Exercise goal: Consider the entries below. Count the lines holding the string "bird" and state the number only.

Supplied material:
::::::::::
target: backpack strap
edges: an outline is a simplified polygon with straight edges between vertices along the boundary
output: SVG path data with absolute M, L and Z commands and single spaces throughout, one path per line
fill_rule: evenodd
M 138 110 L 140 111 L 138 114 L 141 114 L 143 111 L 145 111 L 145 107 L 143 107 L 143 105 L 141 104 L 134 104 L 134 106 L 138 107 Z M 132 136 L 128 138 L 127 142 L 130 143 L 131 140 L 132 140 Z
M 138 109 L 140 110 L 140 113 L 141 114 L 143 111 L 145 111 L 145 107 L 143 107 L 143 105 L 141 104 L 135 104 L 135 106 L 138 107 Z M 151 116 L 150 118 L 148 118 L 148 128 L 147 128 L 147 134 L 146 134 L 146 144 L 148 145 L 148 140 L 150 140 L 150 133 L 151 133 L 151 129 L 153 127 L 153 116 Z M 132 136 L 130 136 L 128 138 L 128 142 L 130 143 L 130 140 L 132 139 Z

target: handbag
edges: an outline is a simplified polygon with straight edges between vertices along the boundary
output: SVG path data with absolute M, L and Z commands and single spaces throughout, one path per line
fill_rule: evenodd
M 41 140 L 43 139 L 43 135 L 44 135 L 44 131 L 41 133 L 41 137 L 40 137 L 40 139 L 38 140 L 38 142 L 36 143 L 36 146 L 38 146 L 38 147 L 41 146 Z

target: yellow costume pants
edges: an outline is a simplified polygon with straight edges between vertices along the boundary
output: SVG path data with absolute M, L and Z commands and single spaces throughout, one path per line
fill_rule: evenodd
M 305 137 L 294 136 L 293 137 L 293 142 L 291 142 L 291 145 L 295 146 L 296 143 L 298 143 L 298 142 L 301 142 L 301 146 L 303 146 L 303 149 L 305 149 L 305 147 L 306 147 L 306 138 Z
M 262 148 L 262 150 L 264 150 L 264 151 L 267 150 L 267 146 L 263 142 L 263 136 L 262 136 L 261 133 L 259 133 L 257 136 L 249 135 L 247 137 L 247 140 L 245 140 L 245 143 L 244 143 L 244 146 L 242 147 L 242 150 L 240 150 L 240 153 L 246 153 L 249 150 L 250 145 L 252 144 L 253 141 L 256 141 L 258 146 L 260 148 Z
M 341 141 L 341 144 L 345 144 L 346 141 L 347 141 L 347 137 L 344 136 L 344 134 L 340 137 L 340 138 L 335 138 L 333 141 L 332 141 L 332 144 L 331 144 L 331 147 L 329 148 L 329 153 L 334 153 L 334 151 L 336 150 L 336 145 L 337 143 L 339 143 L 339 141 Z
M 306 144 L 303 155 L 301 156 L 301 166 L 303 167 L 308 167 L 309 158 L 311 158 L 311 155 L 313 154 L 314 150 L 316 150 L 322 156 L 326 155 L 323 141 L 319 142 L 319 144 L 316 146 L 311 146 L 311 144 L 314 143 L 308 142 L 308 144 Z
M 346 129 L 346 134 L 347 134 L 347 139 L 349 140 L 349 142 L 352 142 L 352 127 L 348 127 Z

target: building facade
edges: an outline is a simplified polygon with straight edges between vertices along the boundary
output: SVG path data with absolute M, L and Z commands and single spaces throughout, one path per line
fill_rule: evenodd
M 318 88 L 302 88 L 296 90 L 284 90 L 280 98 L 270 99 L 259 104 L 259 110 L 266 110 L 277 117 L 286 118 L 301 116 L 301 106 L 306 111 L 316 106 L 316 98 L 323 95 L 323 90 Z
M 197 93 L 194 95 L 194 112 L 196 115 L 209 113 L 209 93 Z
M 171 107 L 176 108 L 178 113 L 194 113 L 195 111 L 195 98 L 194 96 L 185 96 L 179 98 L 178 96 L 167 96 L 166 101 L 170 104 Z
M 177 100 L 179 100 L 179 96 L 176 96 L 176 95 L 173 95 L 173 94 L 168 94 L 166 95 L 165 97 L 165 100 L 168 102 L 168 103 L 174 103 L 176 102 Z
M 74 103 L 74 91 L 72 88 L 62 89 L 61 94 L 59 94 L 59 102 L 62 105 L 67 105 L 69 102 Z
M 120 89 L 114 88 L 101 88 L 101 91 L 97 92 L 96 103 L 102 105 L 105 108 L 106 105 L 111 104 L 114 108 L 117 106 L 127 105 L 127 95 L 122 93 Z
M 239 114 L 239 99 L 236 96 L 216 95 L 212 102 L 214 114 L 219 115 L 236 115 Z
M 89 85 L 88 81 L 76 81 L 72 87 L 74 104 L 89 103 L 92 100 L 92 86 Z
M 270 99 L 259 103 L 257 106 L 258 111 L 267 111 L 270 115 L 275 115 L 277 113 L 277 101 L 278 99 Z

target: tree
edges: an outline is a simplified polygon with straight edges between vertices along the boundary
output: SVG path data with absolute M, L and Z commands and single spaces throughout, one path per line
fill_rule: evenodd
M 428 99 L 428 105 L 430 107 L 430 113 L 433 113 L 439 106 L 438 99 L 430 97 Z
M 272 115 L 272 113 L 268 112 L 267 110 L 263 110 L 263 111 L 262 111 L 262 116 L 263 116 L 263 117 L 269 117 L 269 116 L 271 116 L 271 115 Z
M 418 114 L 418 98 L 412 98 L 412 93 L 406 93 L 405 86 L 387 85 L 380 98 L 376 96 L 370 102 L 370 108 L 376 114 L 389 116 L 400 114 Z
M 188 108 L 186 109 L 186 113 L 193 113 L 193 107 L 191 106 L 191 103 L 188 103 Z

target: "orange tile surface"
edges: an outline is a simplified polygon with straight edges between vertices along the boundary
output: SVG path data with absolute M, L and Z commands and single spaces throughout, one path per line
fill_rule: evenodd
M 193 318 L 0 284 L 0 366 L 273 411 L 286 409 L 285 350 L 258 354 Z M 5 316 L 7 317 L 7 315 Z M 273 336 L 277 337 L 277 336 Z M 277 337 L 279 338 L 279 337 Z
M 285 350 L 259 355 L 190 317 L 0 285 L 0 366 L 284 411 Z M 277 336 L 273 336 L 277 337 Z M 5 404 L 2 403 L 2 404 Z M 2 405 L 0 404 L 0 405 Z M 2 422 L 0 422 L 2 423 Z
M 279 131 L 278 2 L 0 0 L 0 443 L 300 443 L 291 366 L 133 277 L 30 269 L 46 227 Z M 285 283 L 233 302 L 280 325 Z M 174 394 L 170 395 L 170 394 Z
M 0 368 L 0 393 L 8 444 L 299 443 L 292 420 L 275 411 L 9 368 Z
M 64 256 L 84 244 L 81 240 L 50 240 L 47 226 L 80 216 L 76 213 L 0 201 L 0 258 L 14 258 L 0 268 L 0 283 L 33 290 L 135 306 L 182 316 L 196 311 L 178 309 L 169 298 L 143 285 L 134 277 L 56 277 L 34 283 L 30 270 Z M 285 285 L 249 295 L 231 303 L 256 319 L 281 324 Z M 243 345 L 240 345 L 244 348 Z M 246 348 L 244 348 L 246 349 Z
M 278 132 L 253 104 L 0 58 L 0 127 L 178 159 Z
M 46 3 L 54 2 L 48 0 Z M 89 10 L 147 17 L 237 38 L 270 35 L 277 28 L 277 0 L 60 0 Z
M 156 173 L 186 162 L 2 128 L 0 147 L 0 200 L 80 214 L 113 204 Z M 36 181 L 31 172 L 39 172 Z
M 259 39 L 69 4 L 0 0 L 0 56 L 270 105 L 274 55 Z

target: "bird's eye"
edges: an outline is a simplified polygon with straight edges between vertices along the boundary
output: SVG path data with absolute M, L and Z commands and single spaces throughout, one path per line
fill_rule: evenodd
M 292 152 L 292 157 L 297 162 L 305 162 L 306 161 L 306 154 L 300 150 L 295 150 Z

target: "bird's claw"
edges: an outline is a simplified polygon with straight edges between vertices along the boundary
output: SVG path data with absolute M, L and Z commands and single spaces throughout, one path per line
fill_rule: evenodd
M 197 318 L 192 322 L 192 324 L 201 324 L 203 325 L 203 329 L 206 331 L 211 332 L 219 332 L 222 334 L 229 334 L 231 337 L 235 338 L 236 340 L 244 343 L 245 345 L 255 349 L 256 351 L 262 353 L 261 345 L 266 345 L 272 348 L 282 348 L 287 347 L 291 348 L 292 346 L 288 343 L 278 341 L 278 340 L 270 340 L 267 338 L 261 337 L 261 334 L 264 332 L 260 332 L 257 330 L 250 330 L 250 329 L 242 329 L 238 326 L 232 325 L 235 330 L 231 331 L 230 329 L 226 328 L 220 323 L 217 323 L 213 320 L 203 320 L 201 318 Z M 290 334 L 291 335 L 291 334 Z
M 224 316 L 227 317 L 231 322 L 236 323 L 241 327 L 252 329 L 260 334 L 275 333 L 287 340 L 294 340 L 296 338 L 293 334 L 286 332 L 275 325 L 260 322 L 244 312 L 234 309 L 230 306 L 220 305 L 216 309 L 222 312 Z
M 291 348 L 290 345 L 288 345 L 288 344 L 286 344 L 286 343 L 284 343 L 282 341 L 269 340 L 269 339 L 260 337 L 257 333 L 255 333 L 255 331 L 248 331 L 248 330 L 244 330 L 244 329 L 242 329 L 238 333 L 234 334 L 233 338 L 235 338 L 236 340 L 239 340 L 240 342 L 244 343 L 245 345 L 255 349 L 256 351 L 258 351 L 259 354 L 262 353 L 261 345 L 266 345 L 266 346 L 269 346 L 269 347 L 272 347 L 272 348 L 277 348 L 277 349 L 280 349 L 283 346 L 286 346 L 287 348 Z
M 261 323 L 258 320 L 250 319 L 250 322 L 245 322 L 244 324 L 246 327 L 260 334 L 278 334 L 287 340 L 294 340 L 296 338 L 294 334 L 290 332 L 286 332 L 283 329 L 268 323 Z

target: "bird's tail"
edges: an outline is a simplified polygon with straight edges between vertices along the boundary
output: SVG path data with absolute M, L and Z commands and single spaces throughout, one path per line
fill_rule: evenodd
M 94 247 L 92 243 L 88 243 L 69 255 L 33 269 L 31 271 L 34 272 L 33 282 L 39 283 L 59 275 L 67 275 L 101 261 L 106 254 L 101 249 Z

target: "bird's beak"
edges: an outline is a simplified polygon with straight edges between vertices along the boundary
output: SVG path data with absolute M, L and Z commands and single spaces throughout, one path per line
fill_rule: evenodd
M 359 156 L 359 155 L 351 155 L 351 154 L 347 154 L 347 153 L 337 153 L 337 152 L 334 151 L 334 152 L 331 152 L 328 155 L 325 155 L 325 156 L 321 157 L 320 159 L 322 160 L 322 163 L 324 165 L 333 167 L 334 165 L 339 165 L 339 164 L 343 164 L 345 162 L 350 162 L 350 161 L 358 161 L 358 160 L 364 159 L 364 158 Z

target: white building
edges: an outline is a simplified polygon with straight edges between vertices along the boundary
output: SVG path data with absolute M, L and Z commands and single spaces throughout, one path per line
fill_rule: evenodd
::::::::::
Response area: 4